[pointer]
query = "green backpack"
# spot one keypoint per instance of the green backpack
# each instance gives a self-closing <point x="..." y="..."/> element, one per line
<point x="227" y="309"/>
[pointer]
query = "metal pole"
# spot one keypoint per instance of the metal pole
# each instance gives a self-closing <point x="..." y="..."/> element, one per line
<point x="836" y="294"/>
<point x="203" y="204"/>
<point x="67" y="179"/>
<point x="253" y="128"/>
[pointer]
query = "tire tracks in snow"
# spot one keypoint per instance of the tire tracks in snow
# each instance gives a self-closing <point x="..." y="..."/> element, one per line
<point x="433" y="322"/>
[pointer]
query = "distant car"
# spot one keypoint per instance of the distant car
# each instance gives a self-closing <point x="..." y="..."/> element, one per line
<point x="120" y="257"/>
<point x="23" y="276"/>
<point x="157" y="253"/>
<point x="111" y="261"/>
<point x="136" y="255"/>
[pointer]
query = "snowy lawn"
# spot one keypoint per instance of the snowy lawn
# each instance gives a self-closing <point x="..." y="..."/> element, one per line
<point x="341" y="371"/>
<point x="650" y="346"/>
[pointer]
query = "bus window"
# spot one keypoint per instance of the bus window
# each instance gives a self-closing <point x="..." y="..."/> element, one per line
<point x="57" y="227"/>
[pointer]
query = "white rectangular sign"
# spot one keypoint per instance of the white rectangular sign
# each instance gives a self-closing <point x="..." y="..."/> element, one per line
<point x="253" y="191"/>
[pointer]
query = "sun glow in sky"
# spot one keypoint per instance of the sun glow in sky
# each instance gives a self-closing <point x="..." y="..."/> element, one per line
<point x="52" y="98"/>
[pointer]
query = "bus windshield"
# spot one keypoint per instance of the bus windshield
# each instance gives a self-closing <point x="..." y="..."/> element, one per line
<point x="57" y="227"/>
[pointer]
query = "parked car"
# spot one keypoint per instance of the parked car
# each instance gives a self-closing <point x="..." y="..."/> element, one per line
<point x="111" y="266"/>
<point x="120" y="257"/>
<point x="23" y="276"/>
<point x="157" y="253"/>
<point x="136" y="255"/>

....................

WHAT YOU WILL DO:
Please return the records above in their exact form.

ANSWER TO THE PROBLEM:
[pointer]
query = "green backpack"
# spot one keypoint per instance of the green backpack
# each instance gives a self-closing <point x="..." y="..."/> element, one per line
<point x="227" y="309"/>
[pointer]
query = "metal pole"
# spot one keypoint per instance of the metal pole
# each instance gives a self-closing <point x="..." y="..."/> element, one per line
<point x="836" y="294"/>
<point x="203" y="204"/>
<point x="67" y="179"/>
<point x="253" y="128"/>
[pointer]
query = "tire tracks in snow"
# spot one keypoint per instance of the tire tracks in snow
# each instance gives a self-closing <point x="..." y="..."/> element, one per line
<point x="433" y="322"/>
[pointer]
query = "distant car"
# spot one keypoint per instance of the distant car
# each instance gives a self-closing <point x="..." y="..."/> element, one per line
<point x="120" y="257"/>
<point x="23" y="276"/>
<point x="157" y="253"/>
<point x="111" y="261"/>
<point x="136" y="255"/>
[pointer]
query = "snowy lawn"
# spot one keypoint per instance of the snowy lawn
# each instance gives a self-closing <point x="..." y="..."/> element, one per line
<point x="341" y="371"/>
<point x="650" y="346"/>
[pointer]
query = "bus window"
# spot one keypoint per instance of the bus window
# each instance gives a self-closing <point x="..." y="..."/> element, one per line
<point x="57" y="227"/>
[pointer]
query = "white rectangular sign"
# spot one keypoint per instance of the white rectangular sign
# each instance gives a self-closing <point x="..." y="..."/> element, one per line
<point x="253" y="191"/>
[pointer]
query = "sun glow in sky"
# spot one keypoint per instance of the sun glow in sky
# each instance gives a self-closing <point x="..." y="..."/> element, one per line
<point x="52" y="98"/>
[pointer]
query = "bus windshield"
# spot one keypoint per instance of the bus windshield
# each instance gives a self-closing <point x="..." y="..."/> element, one per line
<point x="57" y="227"/>
[pointer]
query = "parked car"
# spot one keypoint per instance of the parked car
# each instance gives a self-closing <point x="..." y="..."/> element, one per line
<point x="111" y="266"/>
<point x="120" y="257"/>
<point x="23" y="276"/>
<point x="157" y="253"/>
<point x="136" y="255"/>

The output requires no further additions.